WHAT YOU HAVE TO DO
In the passage on painted dog conservation, start at "Collars and road" and end at "collect poaching snares.", and write that stretch out again with "ranchers" swapped for "farmers".

SOURCE EXTRACT
Collars and road signs
Painted Dog Conservation uses catch-and-release techniques and places colored collars on the dogs to demonstrate to local ranchers that the dogs are few in numbers and have convinced many of them to not shoot at the dogs. The reflective collars, combined with signs at key crossing areas, have reduced road collisions by 50%.

Anti-poaching units
Painted Dog Conservation has created anti-poaching units staffed by locals to provide protection, gather data and collect poaching snares.

Snare wire art
The snares collected by the anti-poaching units are given to local community artists who turn them into animal sculptures. Through sales of these snares and other crafts they spread the conservation message of the painted dogs both to their own community and internationally.

Monitoring
Painted Dog Conservation uses radio collars to collect information about pack movements. This information contributes to their relocation to predator-friendly areas and to expand their range when needed.

RECORDS PROVIDED
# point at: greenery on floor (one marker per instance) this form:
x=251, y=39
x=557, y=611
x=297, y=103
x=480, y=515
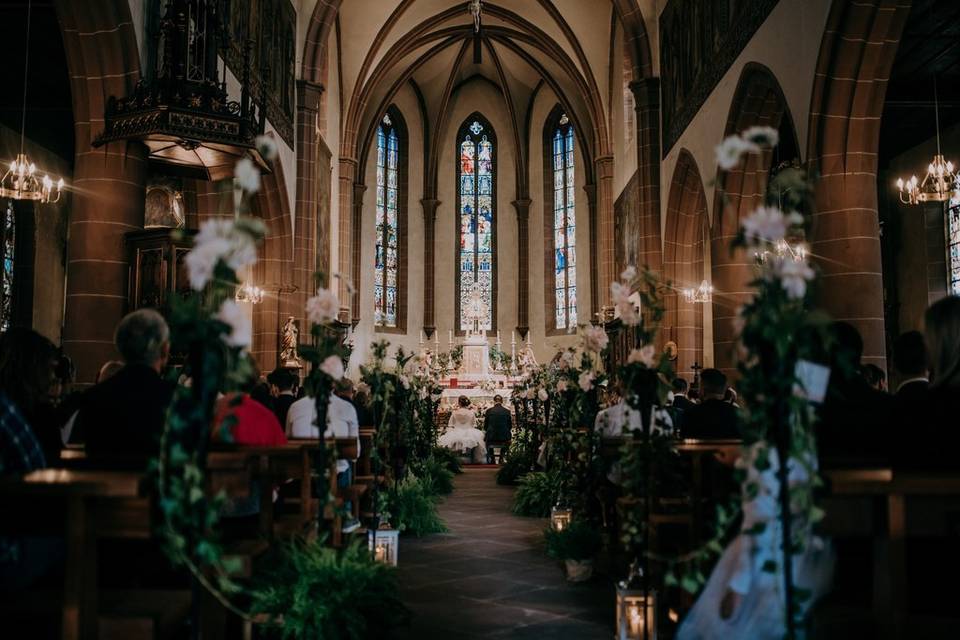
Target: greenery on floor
x=411, y=507
x=325, y=594
x=536, y=494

ANSWER TO THIS EXERCISE
Collars and road signs
Painted Dog Conservation uses catch-and-release techniques and places colored collars on the dogs to demonstrate to local farmers that the dogs are few in numbers and have convinced many of them to not shoot at the dogs. The reflective collars, combined with signs at key crossing areas, have reduced road collisions by 50%.

Anti-poaching units
Painted Dog Conservation has created anti-poaching units staffed by locals to provide protection, gather data and collect poaching snares.